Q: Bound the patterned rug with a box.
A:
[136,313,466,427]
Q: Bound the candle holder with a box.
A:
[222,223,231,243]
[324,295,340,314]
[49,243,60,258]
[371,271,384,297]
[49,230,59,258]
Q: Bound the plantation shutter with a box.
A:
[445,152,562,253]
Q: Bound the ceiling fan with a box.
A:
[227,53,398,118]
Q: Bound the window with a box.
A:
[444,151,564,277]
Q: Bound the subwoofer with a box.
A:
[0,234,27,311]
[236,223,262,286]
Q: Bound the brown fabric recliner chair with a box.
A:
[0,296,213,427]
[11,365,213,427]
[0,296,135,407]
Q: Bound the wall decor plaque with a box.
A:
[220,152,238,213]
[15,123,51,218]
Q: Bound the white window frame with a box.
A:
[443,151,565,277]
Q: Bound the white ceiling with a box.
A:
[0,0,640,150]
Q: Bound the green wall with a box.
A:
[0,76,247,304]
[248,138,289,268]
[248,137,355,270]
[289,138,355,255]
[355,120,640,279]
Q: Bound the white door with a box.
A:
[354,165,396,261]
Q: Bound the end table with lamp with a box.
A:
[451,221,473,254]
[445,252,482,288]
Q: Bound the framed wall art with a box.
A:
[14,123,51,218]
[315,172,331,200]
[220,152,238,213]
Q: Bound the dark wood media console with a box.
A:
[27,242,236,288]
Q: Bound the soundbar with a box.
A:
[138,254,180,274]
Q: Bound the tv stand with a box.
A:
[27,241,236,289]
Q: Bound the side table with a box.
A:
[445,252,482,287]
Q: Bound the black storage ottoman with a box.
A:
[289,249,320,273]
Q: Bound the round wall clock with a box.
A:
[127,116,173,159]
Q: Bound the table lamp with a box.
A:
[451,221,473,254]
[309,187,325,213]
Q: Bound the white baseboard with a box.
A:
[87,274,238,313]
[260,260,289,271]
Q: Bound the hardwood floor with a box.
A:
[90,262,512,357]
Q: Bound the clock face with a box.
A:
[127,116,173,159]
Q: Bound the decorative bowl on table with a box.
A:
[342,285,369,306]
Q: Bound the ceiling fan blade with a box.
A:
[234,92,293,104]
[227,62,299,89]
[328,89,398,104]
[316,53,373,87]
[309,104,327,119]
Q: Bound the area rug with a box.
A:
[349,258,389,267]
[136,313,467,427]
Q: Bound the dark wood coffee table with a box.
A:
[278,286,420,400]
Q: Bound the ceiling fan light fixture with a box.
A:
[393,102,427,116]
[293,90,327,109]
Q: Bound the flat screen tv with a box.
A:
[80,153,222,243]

__Stated problem__: Reproduce all of the records above in full, keeping every line unchanged.

__Exercise output__:
Q: Bound the patterned rug with a box.
A:
[136,313,466,427]
Q: Bound the candle holder with a box.
A:
[222,223,231,243]
[324,295,340,314]
[49,243,60,258]
[371,271,384,297]
[49,230,59,258]
Q: Bound the plantation shutter with a box.
A:
[445,152,562,253]
Q: Bound the ceiling fan with a box.
A:
[227,53,398,118]
Q: Bound the window with a box.
A:
[444,151,564,277]
Q: Bound the subwoofer with a box.
A:
[0,234,27,311]
[236,223,262,286]
Q: Bound the brown fabric recliner chair with a box.
A:
[0,296,213,427]
[11,365,213,427]
[0,296,135,407]
Q: Bound the wall decor plaque with a box.
A:
[220,152,238,213]
[15,123,51,218]
Q: Bound the white window frame with a box.
A:
[443,151,565,277]
Q: Bound the white ceiling with a box.
A:
[0,0,640,150]
Q: Bound the green wall with a box.
A:
[0,76,247,304]
[248,138,289,268]
[248,137,355,270]
[289,138,355,255]
[355,120,640,279]
Q: Bound the white door with a box.
A:
[354,165,396,261]
Q: Bound the end table with lamp with a box.
A:
[451,221,473,254]
[445,252,482,288]
Q: Bound the framed wall art with a box.
A:
[14,123,51,218]
[315,172,331,200]
[220,152,238,213]
Q: Bound the dark wood media console with a box.
A:
[27,242,236,288]
Q: Bound the soundbar with a box.
A:
[138,254,180,274]
Q: Bound the tv stand with a box.
A:
[27,241,236,289]
Q: Bound the side table with a box.
A:
[445,252,482,287]
Q: Bound the black storage ottoman with a box.
A:
[289,249,320,273]
Q: Bound the round wall clock with a box.
A:
[127,116,173,159]
Q: Bound the table lamp with a box.
A:
[451,221,473,254]
[309,187,325,213]
Q: Bound the white baseboard with a box.
A:
[87,274,238,313]
[260,260,289,271]
Q: Bound the hardwood floor with a box.
A:
[90,262,512,357]
Q: Bound the clock face with a box.
A:
[127,116,173,159]
Q: Bound the decorative bowl on table with a box.
A:
[342,285,369,306]
Q: Bound the ceiling fan blade with a box.
A:
[234,92,293,104]
[227,62,299,89]
[328,89,398,104]
[316,53,373,87]
[309,104,327,119]
Q: Bound the area rug with a box.
A:
[349,258,389,267]
[136,313,467,427]
Q: Bound the dark wood coffee table with a box.
A:
[278,286,420,400]
Q: Bound the ceiling fan light fixture with a box.
A:
[393,102,427,116]
[293,90,327,109]
Q: Bound the flat screen tv with a box.
A:
[80,153,222,243]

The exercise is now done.